China’s Guangdong Orders Factories Cut Power Use as Hot Weather Strains Grid

May 27, 2021 Updated: May 27, 2021

BEIJING—Several cities in China’s southern province Guangdong, a major manufacturing hub, have asked the industry to curb power use by suspending operations for hours or even days as high factory use combined with hot weather strain the region’s power system.

The power restrictions are a double-whammy for manufacturers who have already been forced to lower production due to a recent surge in raw material prices including steel, aluminum, glass, and paper.

Guangdong, an economic and export powerhouse with an annual gross domestic product equivalent to South Korea, has seen its electricity use surge 22.6 percent in April from COVID-hit 2020 levels, and 7.6 percent from the same period in 2019.

“Due to the acceleration of economic activity resumption and persistent high temperatures, electricity consumption has been increasing,” said Guangdong provincial energy bureau last week, adding that average temperatures in May were 4 degree Celsius above normal, boosting air conditioner demand.

Some local power grid firms in cities such as Guangzhou, Foshan, Dongguan, and Shantou have issued notices urging factory users in the region to halt production during peak hours, between 7 am and 11 pm, or even shut down for two to three days each week depending on the power demand situation, according to five power users and local media reports.

A manager at a Dongguan-based electric products company said they will have to look for alternative suppliers outside the region as local factories were asked to reduce production to four days a week from the usual seven.

# Explore the material
a: Answer these questions from the Guangdong power report:
(i) By what percentage did Guangdong's electricity use rise in April compared with 2020 levels?
(ii) How far above normal were average temperatures in May?
(iii) To how many days a week were local factories asked to reduce production?
b: List every raw material the Guangdong power report names as having had a recent price surge.
c: Return the passage of the Guangdong power report between "May 27, 2021 Updated: May" and "glass, and paper.", inclusive.
Answer using nothing but the Guangdong power report.

# Dataset section
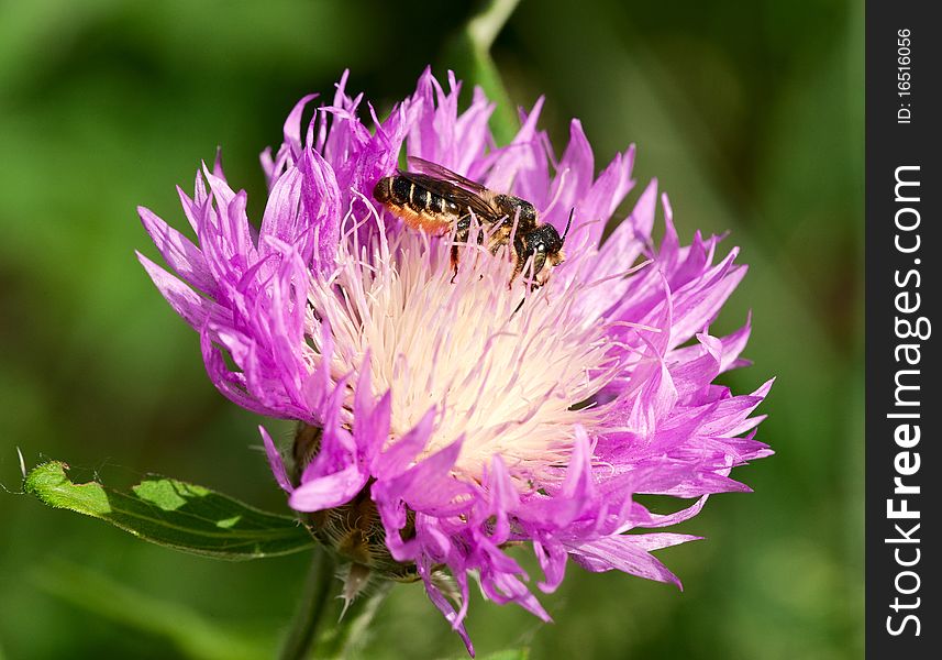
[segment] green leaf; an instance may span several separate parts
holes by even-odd
[[[458,78],[480,86],[497,105],[490,118],[490,128],[498,144],[508,144],[520,129],[520,122],[490,56],[490,46],[519,1],[489,0],[445,50],[445,62]]]
[[[98,482],[74,484],[68,465],[33,469],[25,490],[43,503],[111,522],[158,546],[232,561],[275,557],[313,546],[289,516],[269,514],[209,488],[151,476],[122,493]]]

# Answers to each task
a:
(i) 22.6 percent
(ii) 4 degrees Celsius
(iii) Four days a week, down from the usual seven

b: Steel, aluminum, glass, paper

c:
May 27, 2021 Updated: May 27, 2021

BEIJING—Several cities in China’s southern province Guangdong, a major manufacturing hub, have asked the industry to curb power use by suspending operations for hours or even days as high factory use combined with hot weather strain the region’s power system.

The power restrictions are a double-whammy for manufacturers who have already been forced to lower production due to a recent surge in raw material prices including steel, aluminum, glass, and paper.